(Doel opdracht) Herschrijf de regels vanaf de regel met "Target: butterflyfish" tot en met de regel met "209 78 L 213" als een Markdown-tabel met de kolommen Nr en Regel, zonder lege regels.

(Vermelde items)
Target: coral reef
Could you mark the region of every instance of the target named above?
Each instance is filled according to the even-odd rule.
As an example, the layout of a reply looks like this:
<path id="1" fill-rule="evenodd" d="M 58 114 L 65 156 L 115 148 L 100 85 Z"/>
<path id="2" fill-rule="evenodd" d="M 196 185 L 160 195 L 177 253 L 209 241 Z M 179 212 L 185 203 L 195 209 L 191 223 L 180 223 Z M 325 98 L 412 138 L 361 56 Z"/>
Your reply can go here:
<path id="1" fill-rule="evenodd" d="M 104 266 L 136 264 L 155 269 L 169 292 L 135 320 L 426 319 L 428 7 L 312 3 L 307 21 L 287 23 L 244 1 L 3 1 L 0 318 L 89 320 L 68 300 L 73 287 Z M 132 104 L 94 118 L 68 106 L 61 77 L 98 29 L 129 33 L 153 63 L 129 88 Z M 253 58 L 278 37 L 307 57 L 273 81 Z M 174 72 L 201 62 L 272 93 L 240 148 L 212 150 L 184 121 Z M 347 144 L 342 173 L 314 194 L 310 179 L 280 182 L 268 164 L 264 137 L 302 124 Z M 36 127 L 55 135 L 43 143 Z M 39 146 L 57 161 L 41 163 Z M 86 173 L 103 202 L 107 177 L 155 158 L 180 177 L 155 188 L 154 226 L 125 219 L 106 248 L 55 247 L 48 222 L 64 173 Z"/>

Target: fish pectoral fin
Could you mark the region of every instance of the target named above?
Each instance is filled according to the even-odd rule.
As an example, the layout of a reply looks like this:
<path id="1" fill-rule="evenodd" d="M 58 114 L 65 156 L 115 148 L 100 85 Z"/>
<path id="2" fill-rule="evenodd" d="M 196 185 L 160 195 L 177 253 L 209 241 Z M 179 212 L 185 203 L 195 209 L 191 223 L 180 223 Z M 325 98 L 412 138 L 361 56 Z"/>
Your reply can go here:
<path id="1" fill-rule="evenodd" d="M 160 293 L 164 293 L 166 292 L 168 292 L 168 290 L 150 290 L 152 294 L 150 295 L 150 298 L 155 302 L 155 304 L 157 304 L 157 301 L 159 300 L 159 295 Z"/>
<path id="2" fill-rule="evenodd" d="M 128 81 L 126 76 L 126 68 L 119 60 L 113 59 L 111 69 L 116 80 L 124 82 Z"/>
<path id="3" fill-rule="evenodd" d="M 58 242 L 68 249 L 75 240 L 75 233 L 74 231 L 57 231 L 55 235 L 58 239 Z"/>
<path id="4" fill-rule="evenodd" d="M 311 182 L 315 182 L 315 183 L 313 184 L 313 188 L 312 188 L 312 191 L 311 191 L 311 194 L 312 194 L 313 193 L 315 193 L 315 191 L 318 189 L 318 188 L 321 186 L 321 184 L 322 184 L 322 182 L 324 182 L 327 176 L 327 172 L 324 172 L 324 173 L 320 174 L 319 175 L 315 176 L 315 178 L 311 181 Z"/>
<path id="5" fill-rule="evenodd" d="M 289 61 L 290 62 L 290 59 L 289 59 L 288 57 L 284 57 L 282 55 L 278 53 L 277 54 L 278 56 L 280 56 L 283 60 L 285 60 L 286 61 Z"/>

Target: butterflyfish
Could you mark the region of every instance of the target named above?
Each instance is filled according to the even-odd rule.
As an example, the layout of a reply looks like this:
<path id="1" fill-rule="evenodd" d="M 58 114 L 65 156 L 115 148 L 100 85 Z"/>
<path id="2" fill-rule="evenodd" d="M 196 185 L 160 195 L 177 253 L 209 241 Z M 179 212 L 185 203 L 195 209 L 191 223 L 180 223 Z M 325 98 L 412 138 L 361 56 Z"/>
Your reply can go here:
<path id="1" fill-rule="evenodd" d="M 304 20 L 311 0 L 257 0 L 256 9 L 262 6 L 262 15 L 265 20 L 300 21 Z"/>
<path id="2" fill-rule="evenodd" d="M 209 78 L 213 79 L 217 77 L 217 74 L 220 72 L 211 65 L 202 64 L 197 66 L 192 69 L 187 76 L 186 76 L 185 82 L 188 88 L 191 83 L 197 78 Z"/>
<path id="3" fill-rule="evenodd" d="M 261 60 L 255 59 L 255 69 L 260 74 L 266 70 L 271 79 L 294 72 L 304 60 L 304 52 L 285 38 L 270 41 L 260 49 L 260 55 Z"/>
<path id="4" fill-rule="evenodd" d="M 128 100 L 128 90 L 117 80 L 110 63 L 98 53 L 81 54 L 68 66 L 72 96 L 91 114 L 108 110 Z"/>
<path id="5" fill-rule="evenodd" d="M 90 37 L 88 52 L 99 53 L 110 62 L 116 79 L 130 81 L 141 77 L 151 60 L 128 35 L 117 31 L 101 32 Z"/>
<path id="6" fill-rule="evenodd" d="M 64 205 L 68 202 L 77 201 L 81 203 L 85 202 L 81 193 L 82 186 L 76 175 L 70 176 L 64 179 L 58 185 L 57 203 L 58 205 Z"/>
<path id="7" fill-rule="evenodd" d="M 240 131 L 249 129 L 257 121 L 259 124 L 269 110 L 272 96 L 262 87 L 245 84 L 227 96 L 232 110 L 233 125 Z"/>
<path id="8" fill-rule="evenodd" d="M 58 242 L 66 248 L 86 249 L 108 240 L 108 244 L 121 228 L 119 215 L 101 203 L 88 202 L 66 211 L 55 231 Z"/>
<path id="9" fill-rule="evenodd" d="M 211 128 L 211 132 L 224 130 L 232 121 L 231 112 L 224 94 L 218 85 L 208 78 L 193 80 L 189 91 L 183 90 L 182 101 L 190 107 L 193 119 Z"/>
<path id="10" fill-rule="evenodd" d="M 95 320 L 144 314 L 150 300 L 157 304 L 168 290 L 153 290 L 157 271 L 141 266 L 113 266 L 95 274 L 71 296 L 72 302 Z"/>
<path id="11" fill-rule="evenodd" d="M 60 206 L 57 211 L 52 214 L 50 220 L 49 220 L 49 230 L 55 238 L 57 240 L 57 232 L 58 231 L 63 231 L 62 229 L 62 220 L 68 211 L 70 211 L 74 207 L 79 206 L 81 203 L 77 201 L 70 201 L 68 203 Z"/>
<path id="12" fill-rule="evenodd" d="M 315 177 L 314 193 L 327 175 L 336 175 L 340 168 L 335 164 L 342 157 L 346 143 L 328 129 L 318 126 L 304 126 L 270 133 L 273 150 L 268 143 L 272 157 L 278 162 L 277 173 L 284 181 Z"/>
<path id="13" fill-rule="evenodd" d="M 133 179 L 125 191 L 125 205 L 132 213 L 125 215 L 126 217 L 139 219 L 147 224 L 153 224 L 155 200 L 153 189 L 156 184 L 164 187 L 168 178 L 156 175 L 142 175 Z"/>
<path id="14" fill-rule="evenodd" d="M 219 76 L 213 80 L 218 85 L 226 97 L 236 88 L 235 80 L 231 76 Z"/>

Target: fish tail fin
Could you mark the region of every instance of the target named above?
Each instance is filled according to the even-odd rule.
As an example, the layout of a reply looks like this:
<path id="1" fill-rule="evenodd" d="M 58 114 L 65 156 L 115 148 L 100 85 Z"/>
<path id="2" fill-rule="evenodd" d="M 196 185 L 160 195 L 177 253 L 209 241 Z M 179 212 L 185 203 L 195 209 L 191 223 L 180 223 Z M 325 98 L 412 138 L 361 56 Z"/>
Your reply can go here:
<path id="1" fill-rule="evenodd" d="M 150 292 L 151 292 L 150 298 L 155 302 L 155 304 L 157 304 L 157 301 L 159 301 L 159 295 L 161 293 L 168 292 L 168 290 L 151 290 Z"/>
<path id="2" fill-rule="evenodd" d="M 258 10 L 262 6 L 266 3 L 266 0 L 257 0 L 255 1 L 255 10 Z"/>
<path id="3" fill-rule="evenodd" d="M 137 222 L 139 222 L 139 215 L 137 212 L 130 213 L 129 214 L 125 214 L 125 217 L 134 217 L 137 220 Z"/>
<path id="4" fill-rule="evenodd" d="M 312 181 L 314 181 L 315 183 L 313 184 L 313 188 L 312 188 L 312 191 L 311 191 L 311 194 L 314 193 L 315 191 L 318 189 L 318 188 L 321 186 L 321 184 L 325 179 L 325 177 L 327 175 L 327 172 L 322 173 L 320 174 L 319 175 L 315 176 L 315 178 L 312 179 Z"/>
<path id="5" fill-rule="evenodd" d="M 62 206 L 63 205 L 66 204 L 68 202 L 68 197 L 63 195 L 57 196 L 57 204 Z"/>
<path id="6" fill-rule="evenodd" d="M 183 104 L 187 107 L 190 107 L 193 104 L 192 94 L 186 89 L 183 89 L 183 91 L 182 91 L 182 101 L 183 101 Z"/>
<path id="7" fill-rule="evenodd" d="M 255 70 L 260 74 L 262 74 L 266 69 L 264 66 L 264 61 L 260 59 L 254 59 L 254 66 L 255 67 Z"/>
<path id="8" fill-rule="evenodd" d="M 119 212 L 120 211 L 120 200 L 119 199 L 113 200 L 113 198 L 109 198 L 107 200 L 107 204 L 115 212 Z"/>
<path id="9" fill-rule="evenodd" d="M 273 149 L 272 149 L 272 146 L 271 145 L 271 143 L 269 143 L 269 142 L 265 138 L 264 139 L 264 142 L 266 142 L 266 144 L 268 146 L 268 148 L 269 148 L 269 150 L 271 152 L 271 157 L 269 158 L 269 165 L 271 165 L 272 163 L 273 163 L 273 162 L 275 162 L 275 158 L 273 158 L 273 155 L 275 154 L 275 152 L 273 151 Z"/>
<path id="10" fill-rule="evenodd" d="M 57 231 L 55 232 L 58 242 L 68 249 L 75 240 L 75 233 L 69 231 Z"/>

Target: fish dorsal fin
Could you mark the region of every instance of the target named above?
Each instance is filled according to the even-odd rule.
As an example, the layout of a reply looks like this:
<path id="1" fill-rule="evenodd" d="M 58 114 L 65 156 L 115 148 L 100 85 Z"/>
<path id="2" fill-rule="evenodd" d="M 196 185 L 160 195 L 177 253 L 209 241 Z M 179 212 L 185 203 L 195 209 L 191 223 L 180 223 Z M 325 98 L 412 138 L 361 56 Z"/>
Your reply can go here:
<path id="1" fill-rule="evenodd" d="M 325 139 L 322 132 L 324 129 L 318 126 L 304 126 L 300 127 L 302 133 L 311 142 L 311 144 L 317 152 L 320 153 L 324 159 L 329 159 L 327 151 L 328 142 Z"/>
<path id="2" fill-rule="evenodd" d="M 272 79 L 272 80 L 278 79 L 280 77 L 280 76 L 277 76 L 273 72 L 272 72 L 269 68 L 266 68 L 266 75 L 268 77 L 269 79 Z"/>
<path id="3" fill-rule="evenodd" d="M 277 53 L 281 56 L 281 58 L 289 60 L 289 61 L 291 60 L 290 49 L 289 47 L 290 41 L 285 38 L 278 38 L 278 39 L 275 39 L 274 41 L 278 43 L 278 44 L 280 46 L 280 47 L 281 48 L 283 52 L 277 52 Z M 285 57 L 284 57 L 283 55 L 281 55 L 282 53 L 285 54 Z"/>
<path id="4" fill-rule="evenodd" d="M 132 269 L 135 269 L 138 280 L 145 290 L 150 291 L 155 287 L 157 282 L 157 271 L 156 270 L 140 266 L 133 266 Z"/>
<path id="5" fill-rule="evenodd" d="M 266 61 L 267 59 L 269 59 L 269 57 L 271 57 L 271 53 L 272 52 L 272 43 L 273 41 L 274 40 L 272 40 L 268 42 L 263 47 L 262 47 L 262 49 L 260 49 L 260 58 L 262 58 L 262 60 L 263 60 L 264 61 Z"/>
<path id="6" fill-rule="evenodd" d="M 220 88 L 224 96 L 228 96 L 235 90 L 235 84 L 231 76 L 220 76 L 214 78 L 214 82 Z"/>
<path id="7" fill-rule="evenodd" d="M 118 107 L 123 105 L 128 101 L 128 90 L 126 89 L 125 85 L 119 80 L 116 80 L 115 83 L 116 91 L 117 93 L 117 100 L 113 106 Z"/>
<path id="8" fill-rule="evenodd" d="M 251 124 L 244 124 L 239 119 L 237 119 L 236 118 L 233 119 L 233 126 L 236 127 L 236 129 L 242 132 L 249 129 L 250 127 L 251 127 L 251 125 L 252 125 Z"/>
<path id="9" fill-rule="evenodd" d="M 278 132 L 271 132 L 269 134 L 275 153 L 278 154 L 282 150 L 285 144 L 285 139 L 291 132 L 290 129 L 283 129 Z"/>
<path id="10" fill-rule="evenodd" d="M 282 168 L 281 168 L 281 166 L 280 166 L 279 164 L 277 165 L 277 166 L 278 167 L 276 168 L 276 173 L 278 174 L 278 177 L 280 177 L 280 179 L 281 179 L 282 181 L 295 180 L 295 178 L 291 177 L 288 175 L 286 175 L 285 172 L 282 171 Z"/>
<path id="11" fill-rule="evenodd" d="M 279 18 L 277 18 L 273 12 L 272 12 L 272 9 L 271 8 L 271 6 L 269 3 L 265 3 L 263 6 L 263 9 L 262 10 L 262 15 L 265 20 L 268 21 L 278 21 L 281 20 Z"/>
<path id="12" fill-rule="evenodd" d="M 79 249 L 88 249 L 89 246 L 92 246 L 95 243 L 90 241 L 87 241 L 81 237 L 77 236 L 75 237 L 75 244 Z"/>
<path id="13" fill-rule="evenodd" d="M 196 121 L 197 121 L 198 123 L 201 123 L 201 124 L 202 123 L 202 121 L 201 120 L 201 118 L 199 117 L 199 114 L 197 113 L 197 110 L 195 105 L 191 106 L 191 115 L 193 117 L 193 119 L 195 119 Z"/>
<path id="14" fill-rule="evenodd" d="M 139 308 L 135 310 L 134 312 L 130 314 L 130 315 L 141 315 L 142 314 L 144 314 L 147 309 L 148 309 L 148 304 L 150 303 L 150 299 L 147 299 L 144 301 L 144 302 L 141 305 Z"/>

(Uitwerking)
| Nr | Regel |
|---|---|
| 1 | Target: butterflyfish |
| 2 | Could you mark the region of every instance of the target named above? |
| 3 | Each instance is filled according to the even-odd rule. |
| 4 | As an example, the layout of a reply looks like this: |
| 5 | <path id="1" fill-rule="evenodd" d="M 58 114 L 65 156 L 115 148 L 100 85 Z"/> |
| 6 | <path id="2" fill-rule="evenodd" d="M 196 185 L 160 195 L 177 253 L 209 241 Z M 179 212 L 185 203 L 195 209 L 191 223 L 180 223 Z M 325 98 L 412 138 L 361 56 Z"/> |
| 7 | Your reply can go here: |
| 8 | <path id="1" fill-rule="evenodd" d="M 304 20 L 311 0 L 257 0 L 256 9 L 262 6 L 262 15 L 265 20 L 300 21 Z"/> |
| 9 | <path id="2" fill-rule="evenodd" d="M 209 78 L 213 79 L 217 77 L 217 74 L 220 72 L 211 65 L 202 64 L 197 66 L 192 69 L 187 76 L 186 76 L 185 82 L 188 88 L 191 83 L 197 78 Z"/> |